▶ _Was zu tun ist_:
**A)** Beantworte anhand des Textes über den Pacte Logement 2.0 diese Fragen:
(i) Mit wie vielen Grundbesitzern verhandelte die Gemeinde Hesperingen?
(ii) Auf welche Bereiche sollten die Kompetenzen des Wohnungsbauberaters laut Marc Lies ausgeweitet werden?
(iii) Wie viel Prozent des Normalpreises beträgt der Preis für erschwingliche Wohnungen?
**B)** Schreib aus dem Text über den Pacte Logement 2.0 den Teil von „Vor allem kleineren“ bis einschließlich „Oppositionspolitiker nicht aus.“ wortgetreu ab.

▶ _Vorliegender Text_:
§ §
Werden die Preise von Grundstücken nicht gedeckelt, ändert sich auch mit dem Pacte Logement 2.0 nichts."Marc Lies, CSV

In Hesperingen führte die Gemeinde etwa über Jahre Verhandlungen mit 40 Grundbesitzern für insgesamt elf Hektar. „Über den 'Remembrement urbain' konnten wir eine Einigung mit allen Besitzern erzielen. Jeder willigte ein, zehn Prozent der Flächen an die Gemeinde abzugeben, so konnten wir gleich eine Schule und 160 Wohnungen zu erschwinglichen Preisen bauen“, sagt Marc Lies. Jedoch besitzen nur die wenigsten Kommunen ausreichend Beamte, um solche Großprojekte umzusetzen.

Ein staatliches Versagen

Vor allem kleineren Gemeinden fehlt es an den nötigen Mitteln. Von der staatlichen Seite gibt es nicht ausreichend Unterstützung. "Die Rolle des Wohnungsbauberaters, den der "Pacte Logement 2.0" vorsieht, ist sehr eingeschränkt. Seine Kompetenzen sollten auch auf die Erschließung von Grundstücken und die Verwaltung von Wohnungen ausgeweitet werden", so Marc Lies. Das neue Maßnahmenpaket reicht dem Oppositionspolitiker nicht aus.

"Die zehn Prozent, die Bauherren zukünftig mehr bauen können, wenn sie dafür erschwinglichen Wohnraum zur Verfügung stellen, werden bereits beim Kauf von Bauflächen berücksichtigt. Die Bereitschaft, höhere Preise zu zahlen, ist deshalb gestiegen. Werden die Preise von Grundstücken nicht gedeckelt, ändert sich auch mit dem neuen Gesetz nichts", erläutert der Bürgermeister. Der Preis für erschwingliche Wohnungen beträgt 80 Prozent des Normalpreises. Steigt also der Wert des Grundstücks, steigt auch der Preis einer "erschwinglichen" Wohnung.
§ §
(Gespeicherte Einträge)
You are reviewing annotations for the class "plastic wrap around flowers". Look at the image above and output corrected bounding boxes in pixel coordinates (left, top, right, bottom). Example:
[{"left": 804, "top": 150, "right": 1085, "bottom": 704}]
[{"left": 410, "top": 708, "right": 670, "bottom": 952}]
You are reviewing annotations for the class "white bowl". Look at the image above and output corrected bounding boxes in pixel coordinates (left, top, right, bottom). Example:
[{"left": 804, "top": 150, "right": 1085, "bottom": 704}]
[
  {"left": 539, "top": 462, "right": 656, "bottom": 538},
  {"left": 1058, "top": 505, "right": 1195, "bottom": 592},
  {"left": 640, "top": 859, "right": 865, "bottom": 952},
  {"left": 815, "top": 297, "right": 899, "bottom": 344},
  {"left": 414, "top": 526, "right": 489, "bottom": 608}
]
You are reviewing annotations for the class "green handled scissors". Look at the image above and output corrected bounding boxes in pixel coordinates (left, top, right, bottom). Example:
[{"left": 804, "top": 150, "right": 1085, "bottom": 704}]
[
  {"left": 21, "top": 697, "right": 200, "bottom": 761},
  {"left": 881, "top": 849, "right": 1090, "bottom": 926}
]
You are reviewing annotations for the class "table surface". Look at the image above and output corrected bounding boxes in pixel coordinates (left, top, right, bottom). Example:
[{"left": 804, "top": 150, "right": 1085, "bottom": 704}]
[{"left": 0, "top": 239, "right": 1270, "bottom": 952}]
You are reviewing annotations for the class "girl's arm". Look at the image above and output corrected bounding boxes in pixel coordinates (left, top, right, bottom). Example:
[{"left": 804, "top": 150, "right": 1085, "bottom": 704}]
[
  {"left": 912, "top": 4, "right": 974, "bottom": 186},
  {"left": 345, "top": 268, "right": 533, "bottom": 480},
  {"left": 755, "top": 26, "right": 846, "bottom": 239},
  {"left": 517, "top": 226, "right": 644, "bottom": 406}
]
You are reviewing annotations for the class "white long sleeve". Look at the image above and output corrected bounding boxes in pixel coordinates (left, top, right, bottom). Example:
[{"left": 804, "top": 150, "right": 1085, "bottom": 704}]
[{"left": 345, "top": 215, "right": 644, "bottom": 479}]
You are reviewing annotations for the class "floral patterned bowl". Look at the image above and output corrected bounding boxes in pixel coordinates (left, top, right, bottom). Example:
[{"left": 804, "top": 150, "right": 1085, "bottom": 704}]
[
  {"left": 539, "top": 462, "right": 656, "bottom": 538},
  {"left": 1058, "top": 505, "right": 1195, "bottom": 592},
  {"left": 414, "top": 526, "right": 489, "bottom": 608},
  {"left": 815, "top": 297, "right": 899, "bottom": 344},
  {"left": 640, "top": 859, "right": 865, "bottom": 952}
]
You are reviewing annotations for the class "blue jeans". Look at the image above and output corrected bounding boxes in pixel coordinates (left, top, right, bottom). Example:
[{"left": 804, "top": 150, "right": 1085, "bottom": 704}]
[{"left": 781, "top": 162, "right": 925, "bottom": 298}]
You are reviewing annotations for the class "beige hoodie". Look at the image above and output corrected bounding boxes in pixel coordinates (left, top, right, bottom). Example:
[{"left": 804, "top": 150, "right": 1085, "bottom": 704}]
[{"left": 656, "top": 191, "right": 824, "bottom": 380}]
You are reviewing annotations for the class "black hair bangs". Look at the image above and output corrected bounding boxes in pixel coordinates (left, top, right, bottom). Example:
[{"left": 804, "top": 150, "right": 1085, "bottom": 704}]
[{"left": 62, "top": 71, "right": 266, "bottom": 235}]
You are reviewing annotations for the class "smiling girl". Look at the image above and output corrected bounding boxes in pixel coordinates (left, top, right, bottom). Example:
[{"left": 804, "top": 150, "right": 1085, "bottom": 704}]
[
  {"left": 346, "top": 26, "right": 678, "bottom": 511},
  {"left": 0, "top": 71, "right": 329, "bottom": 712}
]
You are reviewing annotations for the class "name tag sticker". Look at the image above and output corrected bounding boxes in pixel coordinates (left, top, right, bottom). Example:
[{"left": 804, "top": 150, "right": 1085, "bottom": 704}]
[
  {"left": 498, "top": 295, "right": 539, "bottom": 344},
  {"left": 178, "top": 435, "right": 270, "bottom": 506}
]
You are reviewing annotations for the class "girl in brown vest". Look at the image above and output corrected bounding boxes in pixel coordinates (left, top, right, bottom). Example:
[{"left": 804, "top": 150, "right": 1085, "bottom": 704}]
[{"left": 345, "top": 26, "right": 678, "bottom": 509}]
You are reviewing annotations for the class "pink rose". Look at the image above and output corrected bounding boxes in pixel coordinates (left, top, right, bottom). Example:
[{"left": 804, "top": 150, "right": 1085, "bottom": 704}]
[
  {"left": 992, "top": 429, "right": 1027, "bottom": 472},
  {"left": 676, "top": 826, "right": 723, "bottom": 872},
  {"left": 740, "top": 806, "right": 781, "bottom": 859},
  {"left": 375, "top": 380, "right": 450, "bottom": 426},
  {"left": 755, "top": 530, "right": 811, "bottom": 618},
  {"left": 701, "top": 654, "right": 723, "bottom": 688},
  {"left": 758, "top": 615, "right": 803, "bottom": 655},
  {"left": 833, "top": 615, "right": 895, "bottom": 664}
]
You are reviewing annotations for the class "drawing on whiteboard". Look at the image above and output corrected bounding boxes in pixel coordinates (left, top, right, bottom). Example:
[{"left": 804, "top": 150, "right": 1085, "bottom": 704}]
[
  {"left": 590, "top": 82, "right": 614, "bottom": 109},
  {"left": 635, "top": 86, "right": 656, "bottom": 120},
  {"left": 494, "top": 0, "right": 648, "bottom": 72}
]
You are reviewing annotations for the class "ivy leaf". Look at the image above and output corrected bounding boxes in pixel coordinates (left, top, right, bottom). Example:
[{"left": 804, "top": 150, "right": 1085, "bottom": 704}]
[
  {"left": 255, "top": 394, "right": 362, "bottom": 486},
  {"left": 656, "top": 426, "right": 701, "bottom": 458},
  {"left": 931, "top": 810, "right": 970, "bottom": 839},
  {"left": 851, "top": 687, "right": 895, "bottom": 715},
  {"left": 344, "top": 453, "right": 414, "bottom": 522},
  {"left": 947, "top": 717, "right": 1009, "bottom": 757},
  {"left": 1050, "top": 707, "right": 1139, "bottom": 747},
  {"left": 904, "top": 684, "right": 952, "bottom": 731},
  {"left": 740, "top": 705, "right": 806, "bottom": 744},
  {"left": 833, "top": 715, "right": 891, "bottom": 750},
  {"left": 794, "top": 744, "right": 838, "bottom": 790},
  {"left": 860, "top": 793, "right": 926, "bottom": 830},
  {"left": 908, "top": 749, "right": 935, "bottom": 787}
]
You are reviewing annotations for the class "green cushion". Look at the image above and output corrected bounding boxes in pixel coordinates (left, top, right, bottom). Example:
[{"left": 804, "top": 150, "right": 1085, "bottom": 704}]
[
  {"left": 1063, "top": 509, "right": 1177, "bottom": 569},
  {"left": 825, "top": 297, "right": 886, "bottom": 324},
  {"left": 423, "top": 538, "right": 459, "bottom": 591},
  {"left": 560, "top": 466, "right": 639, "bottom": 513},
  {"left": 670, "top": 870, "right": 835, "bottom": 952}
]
§ §
▶ _Antworten je Aufgabe_:
**A)**
(i) Mit 40 Grundbesitzern.
(ii) Auf die Erschließung von Grundstücken und die Verwaltung von Wohnungen.
(iii) 80 Prozent.

**B)**
Vor allem kleineren Gemeinden fehlt es an den nötigen Mitteln. Von der staatlichen Seite gibt es nicht ausreichend Unterstützung. "Die Rolle des Wohnungsbauberaters, den der "Pacte Logement 2.0" vorsieht, ist sehr eingeschränkt. Seine Kompetenzen sollten auch auf die Erschließung von Grundstücken und die Verwaltung von Wohnungen ausgeweitet werden", so Marc Lies. Das neue Maßnahmenpaket reicht dem Oppositionspolitiker nicht aus.